- Data in this exercise

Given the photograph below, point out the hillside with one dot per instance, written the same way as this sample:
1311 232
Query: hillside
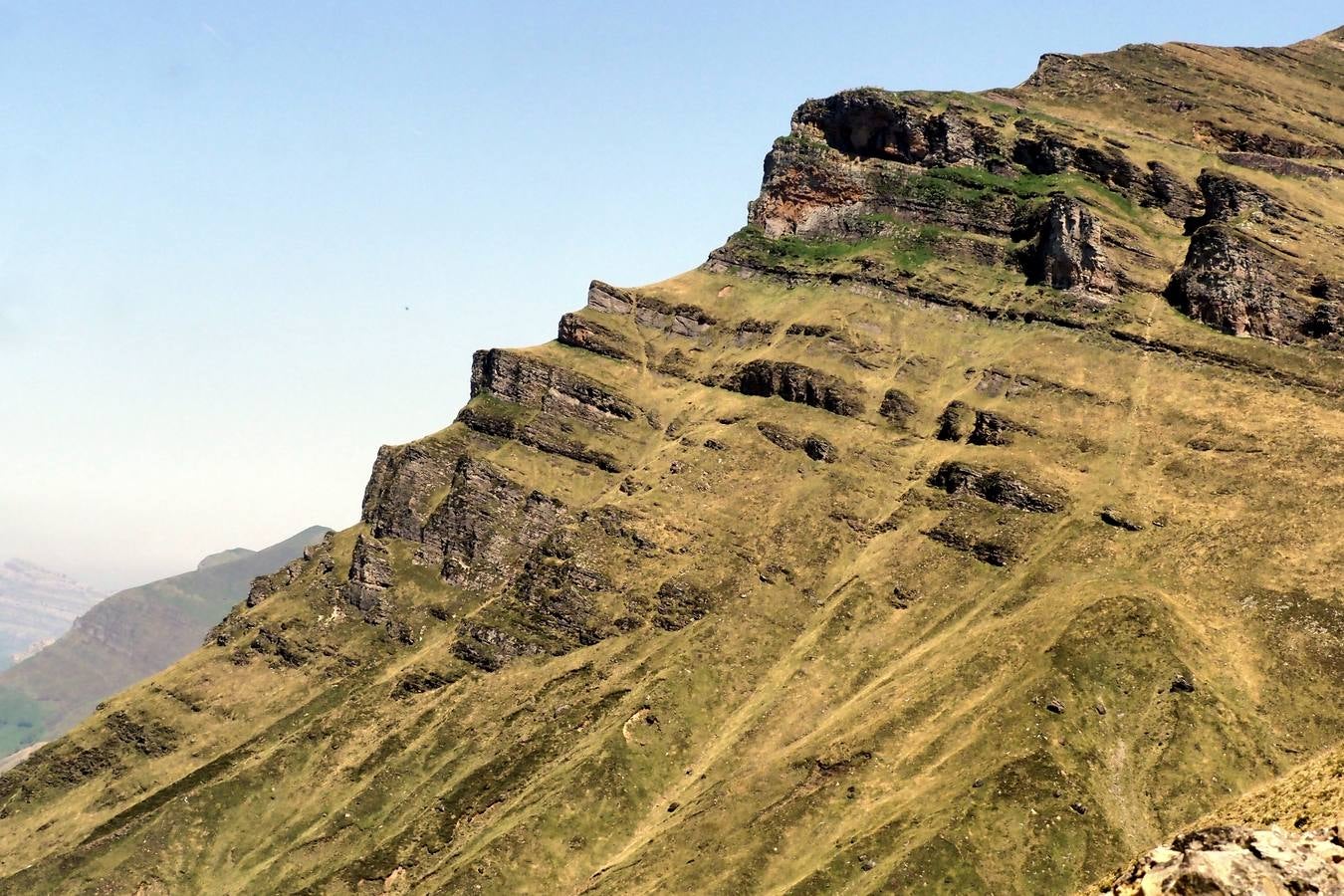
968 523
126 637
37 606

...

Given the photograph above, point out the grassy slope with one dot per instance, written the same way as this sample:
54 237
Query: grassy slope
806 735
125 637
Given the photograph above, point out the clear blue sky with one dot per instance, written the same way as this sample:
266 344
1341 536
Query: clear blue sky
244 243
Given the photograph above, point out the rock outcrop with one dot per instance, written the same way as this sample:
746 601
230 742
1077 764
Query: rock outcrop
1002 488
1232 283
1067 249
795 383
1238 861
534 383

- Task item
Gather from the records above every line containing the string "instance".

- Your response
Given the photograph below, point out the hillside with one dot per instance, written the same way as this sample:
Given the photograph above, point out the grassy slope with one dot per instance, written the same way as this sample:
Given the photograph above, point out the clear blue sky with one dot per instance, written the same way as this sample:
Given the photograph above, point out the rock outcrop with one dot per instance, written the same way as this sample:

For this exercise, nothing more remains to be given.